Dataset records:
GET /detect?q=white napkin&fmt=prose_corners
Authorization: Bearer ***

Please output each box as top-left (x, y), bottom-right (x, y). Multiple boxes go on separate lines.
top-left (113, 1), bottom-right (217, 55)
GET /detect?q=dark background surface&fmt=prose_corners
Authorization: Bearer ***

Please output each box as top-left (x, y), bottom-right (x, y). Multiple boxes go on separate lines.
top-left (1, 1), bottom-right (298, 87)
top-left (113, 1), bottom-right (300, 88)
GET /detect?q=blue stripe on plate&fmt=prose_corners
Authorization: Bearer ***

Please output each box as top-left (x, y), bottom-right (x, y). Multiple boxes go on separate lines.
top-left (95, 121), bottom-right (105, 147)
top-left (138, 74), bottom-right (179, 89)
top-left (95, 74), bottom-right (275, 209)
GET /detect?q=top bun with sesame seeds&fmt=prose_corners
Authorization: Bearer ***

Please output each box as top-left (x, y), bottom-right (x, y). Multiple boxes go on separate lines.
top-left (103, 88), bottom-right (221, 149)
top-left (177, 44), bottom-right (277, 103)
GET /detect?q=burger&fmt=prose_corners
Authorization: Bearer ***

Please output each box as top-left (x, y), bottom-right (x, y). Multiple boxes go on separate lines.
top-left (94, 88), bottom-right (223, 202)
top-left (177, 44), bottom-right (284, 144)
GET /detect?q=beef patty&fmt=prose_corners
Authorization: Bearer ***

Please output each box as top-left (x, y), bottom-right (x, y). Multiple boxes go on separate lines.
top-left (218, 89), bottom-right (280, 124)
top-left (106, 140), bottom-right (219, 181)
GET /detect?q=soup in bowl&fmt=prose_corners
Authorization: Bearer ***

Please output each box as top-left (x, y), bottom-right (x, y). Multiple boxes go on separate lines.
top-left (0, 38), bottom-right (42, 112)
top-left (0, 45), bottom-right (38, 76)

#### [The problem]
Write out every record, exactly as written.

#### [Output for this exercise]
GET /detect?q=white napkin&fmt=prose_corners
Authorization: Bearer ***

Please output each box as top-left (x, y), bottom-right (x, y). Multiple boxes go on separate lines.
top-left (113, 1), bottom-right (217, 55)
GET /detect?q=dark background surface&fmt=prose_corners
Authorization: Bearer ***

Please output each box as top-left (x, y), bottom-right (x, y). Multiple boxes go on separate lines.
top-left (1, 1), bottom-right (298, 87)
top-left (113, 1), bottom-right (300, 88)
GET /detect?q=blue stripe on plate&fmt=prose_corners
Authorization: Bearer ***

Please output each box as top-left (x, y), bottom-right (x, y). Multiple boxes go on separate lines.
top-left (95, 121), bottom-right (105, 147)
top-left (138, 74), bottom-right (179, 89)
top-left (95, 74), bottom-right (275, 209)
GET /detect?q=top bun with sesame seeds&fmt=prose_corners
Authorization: Bearer ***

Please output each box as top-left (x, y), bottom-right (x, y). Multiple boxes go on separate lines.
top-left (103, 88), bottom-right (221, 149)
top-left (177, 44), bottom-right (277, 103)
GET /detect?q=burger&fmt=prose_corners
Authorization: Bearer ***

Please output each box as top-left (x, y), bottom-right (x, y). Multiple boxes go on separate lines.
top-left (94, 88), bottom-right (223, 202)
top-left (177, 44), bottom-right (284, 144)
GET /detect?q=beef patty&fmt=prose_corners
Authorization: Bearer ***

Please output each box as top-left (x, y), bottom-right (x, y). Multiple boxes go on separate lines.
top-left (218, 89), bottom-right (280, 124)
top-left (106, 140), bottom-right (219, 181)
GET /detect?q=soup in bowl&fmt=prose_corners
Authorization: Bearer ***

Please output each box as top-left (x, y), bottom-right (x, y). Multiple boxes go on separate lines.
top-left (0, 38), bottom-right (42, 112)
top-left (0, 45), bottom-right (38, 76)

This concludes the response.